- [Ausgewählter Auszug]
──────
Rückblickende Aufzeichnungen von Joseph Schreieder, ehemaliger Grenzpolizeikommissar in Bregenz [1]

17.6.1968, München

Der Putschversuch Liechtenstein

Die Schilderung des fast dreissig Jahre zurückliegenden Unternehmens allein würde einer Projektion in den leeren Raum gleichen und Fragen offen lassen. Ich darf daher in kurzen Zügen die Ereignisse und Gegebenheiten vergegenwärtigen, die von meiner Sicht aus zu dem Unternehmen führten und den Hintergrund bildeten, vor dem die Akteure handelten.

Am 12. März 1938 zogen deutsche Truppen in Österreich ein; die Machtübernahme durch die österreichischen Nationalsozialisten hatte bereits in den Abendstunden des 11. März begonnen. [2] Am 13. März 1938 wurde der Anschluss Österreichs an das Reich verkündet. Die Westmächte nahmen diese vollendete Tatsache hin.

Am 14. März begann ich mit der Verlegung meines Grenzpolizeikommissariats von Lindau nach Vorarlberg und dem Aufbau der Grenzkontrollstellen, wie es der nunmehrige Grenzverlauf erforderte. Die Aufnahme der grenzpolizeilichen Tätigkeit verzögerte sich, da mit der Machtübernahme Vorarlberger SS, auch SA, den Reiseverkehr kontrollierte. Dies geschah auf Weisung eines Sturmbannführers der Vorarlberger SS, der als Sicherheitsdirektor in Bregenz sass und auch im Innern Vorarlbergs eine Verhaftungswelle ausgelöst hatte.
──────
Dateneinträge
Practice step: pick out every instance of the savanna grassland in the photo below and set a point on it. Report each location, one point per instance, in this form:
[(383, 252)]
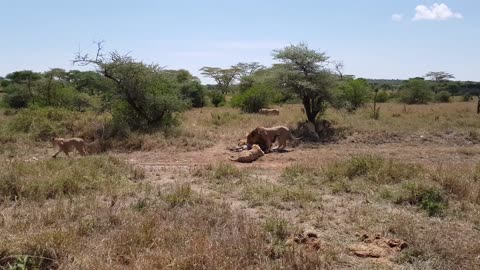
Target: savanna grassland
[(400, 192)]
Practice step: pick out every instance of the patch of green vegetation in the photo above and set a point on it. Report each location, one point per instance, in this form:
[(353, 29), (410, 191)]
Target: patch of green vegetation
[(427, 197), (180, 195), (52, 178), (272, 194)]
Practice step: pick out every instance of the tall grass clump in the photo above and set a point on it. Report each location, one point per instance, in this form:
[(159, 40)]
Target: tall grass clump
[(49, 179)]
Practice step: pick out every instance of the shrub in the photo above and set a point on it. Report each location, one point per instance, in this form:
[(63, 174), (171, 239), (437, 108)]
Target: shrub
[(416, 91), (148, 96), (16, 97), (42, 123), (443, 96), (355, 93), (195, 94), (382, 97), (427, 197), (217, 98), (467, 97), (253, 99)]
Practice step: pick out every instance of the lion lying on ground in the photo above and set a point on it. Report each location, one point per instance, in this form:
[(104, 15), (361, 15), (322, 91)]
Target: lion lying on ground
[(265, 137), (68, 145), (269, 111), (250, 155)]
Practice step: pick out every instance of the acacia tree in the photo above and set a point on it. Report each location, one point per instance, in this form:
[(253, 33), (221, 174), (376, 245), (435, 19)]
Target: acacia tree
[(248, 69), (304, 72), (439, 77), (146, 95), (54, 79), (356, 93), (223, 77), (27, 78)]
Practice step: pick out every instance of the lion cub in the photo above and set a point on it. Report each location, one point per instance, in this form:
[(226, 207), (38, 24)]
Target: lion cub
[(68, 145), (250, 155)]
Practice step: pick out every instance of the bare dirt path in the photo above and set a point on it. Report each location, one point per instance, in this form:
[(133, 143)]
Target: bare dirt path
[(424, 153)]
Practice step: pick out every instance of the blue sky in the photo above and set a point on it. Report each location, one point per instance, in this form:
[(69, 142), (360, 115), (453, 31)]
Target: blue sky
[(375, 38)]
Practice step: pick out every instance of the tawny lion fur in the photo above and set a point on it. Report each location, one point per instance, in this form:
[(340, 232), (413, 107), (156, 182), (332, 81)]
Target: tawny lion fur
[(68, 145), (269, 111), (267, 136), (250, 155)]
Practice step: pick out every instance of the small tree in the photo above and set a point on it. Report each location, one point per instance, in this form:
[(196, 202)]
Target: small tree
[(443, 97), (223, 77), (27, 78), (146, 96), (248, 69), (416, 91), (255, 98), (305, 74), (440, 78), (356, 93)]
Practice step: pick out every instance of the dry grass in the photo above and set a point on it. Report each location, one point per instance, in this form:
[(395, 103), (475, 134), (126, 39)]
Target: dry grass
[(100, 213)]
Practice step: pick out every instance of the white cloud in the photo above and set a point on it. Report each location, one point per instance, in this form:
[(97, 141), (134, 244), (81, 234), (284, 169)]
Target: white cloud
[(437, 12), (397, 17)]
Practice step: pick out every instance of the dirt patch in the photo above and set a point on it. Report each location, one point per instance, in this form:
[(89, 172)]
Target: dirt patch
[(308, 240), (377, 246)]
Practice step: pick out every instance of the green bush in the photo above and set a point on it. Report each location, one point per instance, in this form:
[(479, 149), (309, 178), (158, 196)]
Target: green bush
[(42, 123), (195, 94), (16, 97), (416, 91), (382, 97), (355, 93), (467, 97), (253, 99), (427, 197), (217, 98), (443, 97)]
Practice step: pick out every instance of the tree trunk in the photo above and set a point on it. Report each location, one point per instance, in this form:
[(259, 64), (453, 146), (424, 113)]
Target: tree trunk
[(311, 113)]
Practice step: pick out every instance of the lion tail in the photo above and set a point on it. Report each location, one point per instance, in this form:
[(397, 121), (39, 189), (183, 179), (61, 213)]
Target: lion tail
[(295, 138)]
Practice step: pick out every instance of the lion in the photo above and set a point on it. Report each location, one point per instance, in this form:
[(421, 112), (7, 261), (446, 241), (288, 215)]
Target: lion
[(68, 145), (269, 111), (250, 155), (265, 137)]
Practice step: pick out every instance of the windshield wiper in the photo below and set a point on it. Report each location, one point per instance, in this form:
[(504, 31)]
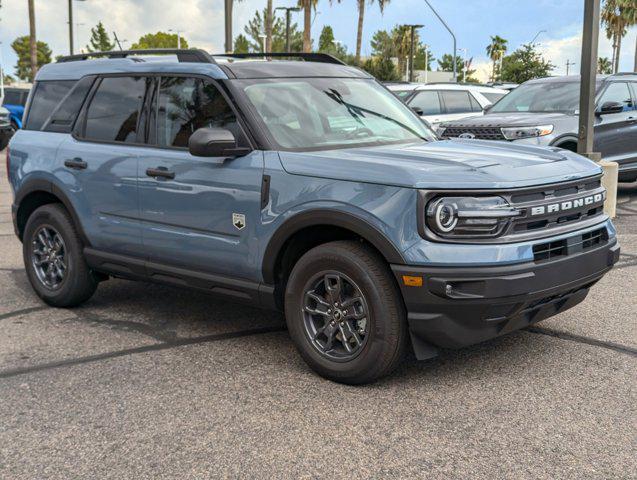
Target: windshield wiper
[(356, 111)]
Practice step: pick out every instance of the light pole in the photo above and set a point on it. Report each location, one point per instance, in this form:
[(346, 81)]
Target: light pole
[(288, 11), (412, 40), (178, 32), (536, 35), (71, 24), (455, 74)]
──────
- [Zu erledigende Aufgabe] An welchem Tag wurde laut dem Auszug der Anschluss Österreichs an das Reich verkündet? Stützen Sie sich ausschließlich auf den Auszug.

- [Als Antwort] Am 13. März 1938.